Problem: Transcribe the records word for word, leaving nothing out.

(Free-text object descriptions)

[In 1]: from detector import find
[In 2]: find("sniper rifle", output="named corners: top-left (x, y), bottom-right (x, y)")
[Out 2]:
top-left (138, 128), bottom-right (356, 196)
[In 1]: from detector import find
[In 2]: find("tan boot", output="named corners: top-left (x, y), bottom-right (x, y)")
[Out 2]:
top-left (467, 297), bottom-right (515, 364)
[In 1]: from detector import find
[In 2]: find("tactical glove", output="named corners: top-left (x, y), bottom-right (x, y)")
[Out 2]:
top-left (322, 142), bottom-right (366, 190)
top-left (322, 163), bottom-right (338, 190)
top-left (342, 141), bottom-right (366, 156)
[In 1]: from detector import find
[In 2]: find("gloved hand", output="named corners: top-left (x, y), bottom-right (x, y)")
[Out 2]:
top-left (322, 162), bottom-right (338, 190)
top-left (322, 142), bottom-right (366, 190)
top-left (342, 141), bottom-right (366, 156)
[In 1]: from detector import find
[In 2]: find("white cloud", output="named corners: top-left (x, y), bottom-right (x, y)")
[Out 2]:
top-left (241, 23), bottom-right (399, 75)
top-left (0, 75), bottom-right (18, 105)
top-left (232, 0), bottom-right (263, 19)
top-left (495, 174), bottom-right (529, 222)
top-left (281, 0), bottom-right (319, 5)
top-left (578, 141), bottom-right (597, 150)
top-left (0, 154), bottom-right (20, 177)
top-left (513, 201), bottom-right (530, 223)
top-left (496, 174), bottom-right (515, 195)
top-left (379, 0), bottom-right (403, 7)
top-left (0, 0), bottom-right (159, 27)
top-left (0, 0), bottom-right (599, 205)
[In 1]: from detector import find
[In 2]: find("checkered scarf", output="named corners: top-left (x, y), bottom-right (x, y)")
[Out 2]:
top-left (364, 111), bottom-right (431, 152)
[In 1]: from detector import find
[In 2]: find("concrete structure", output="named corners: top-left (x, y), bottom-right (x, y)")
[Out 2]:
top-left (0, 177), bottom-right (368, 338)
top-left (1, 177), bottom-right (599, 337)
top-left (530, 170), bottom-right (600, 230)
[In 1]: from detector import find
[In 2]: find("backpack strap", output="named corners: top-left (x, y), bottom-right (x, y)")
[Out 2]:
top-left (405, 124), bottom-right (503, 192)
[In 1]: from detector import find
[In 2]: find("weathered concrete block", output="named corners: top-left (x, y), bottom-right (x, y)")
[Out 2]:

Answer space:
[In 1]: from detector import find
[In 2]: find("sniper rifle", output="named corners: top-left (x, y), bottom-right (x, y)")
[Out 2]:
top-left (138, 128), bottom-right (356, 196)
[In 1]: from detector import find
[In 2]: find("tan boot", output="named corners: top-left (x, y), bottom-right (x, y)")
[Out 2]:
top-left (467, 297), bottom-right (515, 364)
[In 1]: from detector import find
[In 2]: find("tactical glove", output="named corners: top-left (x, y), bottom-right (x, y)")
[Out 2]:
top-left (322, 142), bottom-right (366, 190)
top-left (322, 163), bottom-right (338, 190)
top-left (342, 141), bottom-right (366, 156)
[In 1]: from detector import find
[In 2]: find("gloved hand", output="named corners: top-left (x, y), bottom-right (x, y)")
[Out 2]:
top-left (322, 162), bottom-right (338, 190)
top-left (322, 142), bottom-right (366, 190)
top-left (342, 141), bottom-right (366, 156)
[In 1]: from detector import find
[In 2]: find("white cloud", output="named corners: top-left (x, y), bottom-right (x, y)")
[Out 2]:
top-left (241, 23), bottom-right (399, 75)
top-left (0, 75), bottom-right (18, 105)
top-left (232, 0), bottom-right (263, 19)
top-left (495, 174), bottom-right (529, 222)
top-left (281, 0), bottom-right (319, 5)
top-left (578, 141), bottom-right (597, 150)
top-left (0, 154), bottom-right (20, 177)
top-left (513, 201), bottom-right (530, 223)
top-left (496, 174), bottom-right (515, 195)
top-left (379, 0), bottom-right (403, 7)
top-left (0, 0), bottom-right (159, 27)
top-left (0, 0), bottom-right (599, 205)
[In 1]: from detector import find
[In 2]: find("checkered scarf", output="named corners: top-left (x, y), bottom-right (x, y)")
[Out 2]:
top-left (364, 111), bottom-right (431, 152)
[In 1]: from detector import find
[In 2]: find("concrete structure", output="named corners: top-left (x, y), bottom-right (x, y)")
[Out 2]:
top-left (0, 177), bottom-right (368, 338)
top-left (1, 177), bottom-right (599, 337)
top-left (530, 170), bottom-right (600, 230)
[In 1]: from detector import find
[In 2]: find("backpack strap", output="named corners: top-left (x, y), bottom-right (x, y)")
[Out 2]:
top-left (405, 124), bottom-right (503, 192)
[In 1]: from detector import find
[In 2]: find("weathered concrete block", output="named corners: top-left (x, y), bottom-right (x, y)")
[Out 2]:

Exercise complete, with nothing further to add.